## Written tasks
a) Which kinds of write operation does the write buffering article say are grouped into a single Raft write?
b) Can you return, word for word, the part of the write buffering article from "Franck Pachot - Sep" to "achieve better buffering."?

## Selection
◆ ◆ ◆ ◆
Write Buffering to Reduce Raft Consensus Latency in YugabyteDB

Franck Pachot - Sep 14 - - Dev Community

YugabyteDB is an open-source distributed SQL database that is compatible with PostgreSQL. It optimizes performance using write buffering, which batches SQL write operations to reduce Raft consensus latency. This means multiple write operations, such as inserts, updates, and deletes, are grouped into a single Raft write, minimizing the latency impact on individual row operations. The writes are flushed and sent to Raft leaders only when necessary, typically when a transaction commits or when a subsequent operation, like a read or a dependent write, requires acknowledgment.

Understanding when these flushes occur is crucial for optimizing performance in SQL-based operations and ensuring efficient database use. Using SQL, which operates on sets of rows rather than stored procedures or triggers, enables the database to achieve better buffering.


Introduction to Write Buffering

Buffering is a crucial technique in distributed databases like YugabyteDB. It enhances performance and reduces write latency by accumulating multiple write operations before sending them to the storage layer distributed to multiple servers. Buffering significantly reduces the number of round trips between different nodes in the database cluster, minimizing the impact of network latency. This allows for more efficient resource usage, reduces the overhead associated with frequent RPC (remote procedure calls), and increases overall throughput.

Some distributed databases use asynchronous writes with synchronous commits. This method allows a transaction to be canceled if all writes were unsuccessful at the time of commitment. However, this approach impacts availability as the database is not resilient to infrastructure failures. In a failure, a new Raft leader can be elected seamlessly. Still, without the assurance of having the most recent writes, the transaction must be terminated, and an error must be sent to the application.

YugabyteDB is resilient to failures. If a node fails and a new Raft leader is elected, the application can continue its transactions without errors. To achieve this level of fault tolerance while maintaining high performance, all writes are synchronous to the Raft quorum but batched, meaning that one Raft log record contains multiple write operations. The buffered writes are only flushed when delaying them would change the PostgreSQL compatible transaction behavior.

Why Buffer Writes?
◆ ◆ ◆ ◆
## Pointing dataset records
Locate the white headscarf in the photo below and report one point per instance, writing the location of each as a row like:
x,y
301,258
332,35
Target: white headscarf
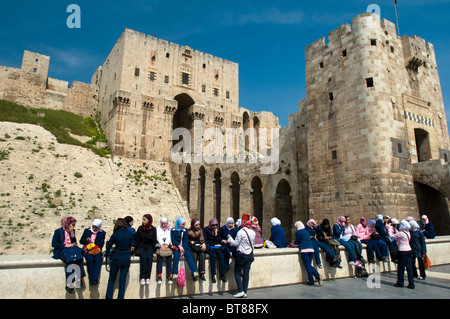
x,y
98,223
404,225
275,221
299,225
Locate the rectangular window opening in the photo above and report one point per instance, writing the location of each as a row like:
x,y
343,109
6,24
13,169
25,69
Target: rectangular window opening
◆ ◆ ◆ ◆
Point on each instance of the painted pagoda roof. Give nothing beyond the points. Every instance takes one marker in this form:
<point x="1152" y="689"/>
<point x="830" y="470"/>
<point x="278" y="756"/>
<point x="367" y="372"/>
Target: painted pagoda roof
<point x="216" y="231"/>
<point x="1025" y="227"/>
◆ ◆ ◆ ◆
## The solutions
a) Inserts, updates, and deletes.

b)
Franck Pachot - Sep 14 - - Dev Community

YugabyteDB is an open-source distributed SQL database that is compatible with PostgreSQL. It optimizes performance using write buffering, which batches SQL write operations to reduce Raft consensus latency. This means multiple write operations, such as inserts, updates, and deletes, are grouped into a single Raft write, minimizing the latency impact on individual row operations. The writes are flushed and sent to Raft leaders only when necessary, typically when a transaction commits or when a subsequent operation, like a read or a dependent write, requires acknowledgment.

Understanding when these flushes occur is crucial for optimizing performance in SQL-based operations and ensuring efficient database use. Using SQL, which operates on sets of rows rather than stored procedures or triggers, enables the database to achieve better buffering.